Region pointing data -
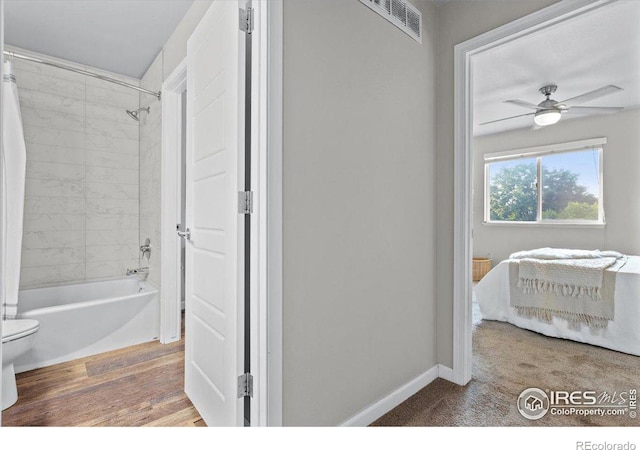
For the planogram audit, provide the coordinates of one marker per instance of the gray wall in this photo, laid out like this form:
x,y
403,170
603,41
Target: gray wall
x,y
359,206
621,171
458,21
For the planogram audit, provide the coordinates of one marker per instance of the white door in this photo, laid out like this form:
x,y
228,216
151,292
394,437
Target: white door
x,y
214,253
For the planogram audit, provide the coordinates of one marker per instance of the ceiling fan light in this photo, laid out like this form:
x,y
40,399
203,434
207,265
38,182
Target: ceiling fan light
x,y
546,117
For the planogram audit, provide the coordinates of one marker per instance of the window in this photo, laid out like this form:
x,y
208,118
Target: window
x,y
559,184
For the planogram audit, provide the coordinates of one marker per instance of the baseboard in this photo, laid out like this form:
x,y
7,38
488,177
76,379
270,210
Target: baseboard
x,y
446,373
386,404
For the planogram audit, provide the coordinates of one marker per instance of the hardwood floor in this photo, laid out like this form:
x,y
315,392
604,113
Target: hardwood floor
x,y
135,386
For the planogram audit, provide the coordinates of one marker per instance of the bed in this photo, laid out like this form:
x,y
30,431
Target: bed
x,y
620,332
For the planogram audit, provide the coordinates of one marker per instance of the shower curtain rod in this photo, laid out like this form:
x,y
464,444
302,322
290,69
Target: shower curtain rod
x,y
83,72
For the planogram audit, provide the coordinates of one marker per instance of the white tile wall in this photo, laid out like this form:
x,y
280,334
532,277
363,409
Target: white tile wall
x,y
82,190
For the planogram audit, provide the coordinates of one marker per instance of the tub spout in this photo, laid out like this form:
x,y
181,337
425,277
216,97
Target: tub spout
x,y
139,271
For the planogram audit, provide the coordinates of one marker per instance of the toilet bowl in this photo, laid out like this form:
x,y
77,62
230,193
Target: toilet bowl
x,y
18,337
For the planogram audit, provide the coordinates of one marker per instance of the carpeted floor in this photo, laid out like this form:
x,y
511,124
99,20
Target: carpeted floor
x,y
507,360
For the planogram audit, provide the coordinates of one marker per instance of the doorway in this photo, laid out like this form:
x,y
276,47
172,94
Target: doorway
x,y
265,276
463,135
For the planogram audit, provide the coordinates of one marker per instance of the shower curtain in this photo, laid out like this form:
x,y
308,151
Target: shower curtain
x,y
14,161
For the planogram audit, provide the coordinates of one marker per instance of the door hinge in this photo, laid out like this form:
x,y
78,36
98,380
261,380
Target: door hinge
x,y
246,20
245,385
245,202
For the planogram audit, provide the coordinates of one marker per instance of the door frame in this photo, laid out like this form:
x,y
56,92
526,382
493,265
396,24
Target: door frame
x,y
463,161
266,233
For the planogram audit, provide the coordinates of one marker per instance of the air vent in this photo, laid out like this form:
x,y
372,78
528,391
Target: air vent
x,y
401,13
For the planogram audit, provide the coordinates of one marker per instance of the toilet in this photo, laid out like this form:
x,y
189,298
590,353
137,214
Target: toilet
x,y
18,336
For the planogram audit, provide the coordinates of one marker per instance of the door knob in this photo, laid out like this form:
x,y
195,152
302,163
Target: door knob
x,y
186,234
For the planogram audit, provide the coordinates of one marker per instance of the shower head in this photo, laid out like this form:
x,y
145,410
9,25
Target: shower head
x,y
135,114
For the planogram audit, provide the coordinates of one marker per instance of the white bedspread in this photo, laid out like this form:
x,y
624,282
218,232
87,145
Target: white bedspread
x,y
621,334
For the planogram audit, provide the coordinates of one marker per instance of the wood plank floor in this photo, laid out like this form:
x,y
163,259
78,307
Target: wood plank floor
x,y
140,385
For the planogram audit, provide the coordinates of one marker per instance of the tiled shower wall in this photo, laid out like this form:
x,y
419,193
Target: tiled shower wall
x,y
81,204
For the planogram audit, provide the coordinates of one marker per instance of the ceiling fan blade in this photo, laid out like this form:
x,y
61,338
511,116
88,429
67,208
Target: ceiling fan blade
x,y
594,109
523,103
583,98
507,118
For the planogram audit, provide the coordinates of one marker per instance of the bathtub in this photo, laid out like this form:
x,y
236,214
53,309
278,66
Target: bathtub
x,y
86,319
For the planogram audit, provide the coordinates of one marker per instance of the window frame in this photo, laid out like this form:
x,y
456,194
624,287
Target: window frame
x,y
538,153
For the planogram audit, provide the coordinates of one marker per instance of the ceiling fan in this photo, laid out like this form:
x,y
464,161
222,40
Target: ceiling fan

Work required - Write out exactly the lines that begin at the one containing "the window frame" and continue through the last line of the data, and only those.

Response area -
For the planogram audit, provide the coordinates of one marker per instance of the window frame in this photo, laid out like this form:
x,y
456,194
624,287
Target: window frame
x,y
538,153
For the planogram audit, provide the coordinates of one marker per instance of the ceiling fan in this photo, laid out like this form:
x,y
464,161
222,40
Target: ceiling fan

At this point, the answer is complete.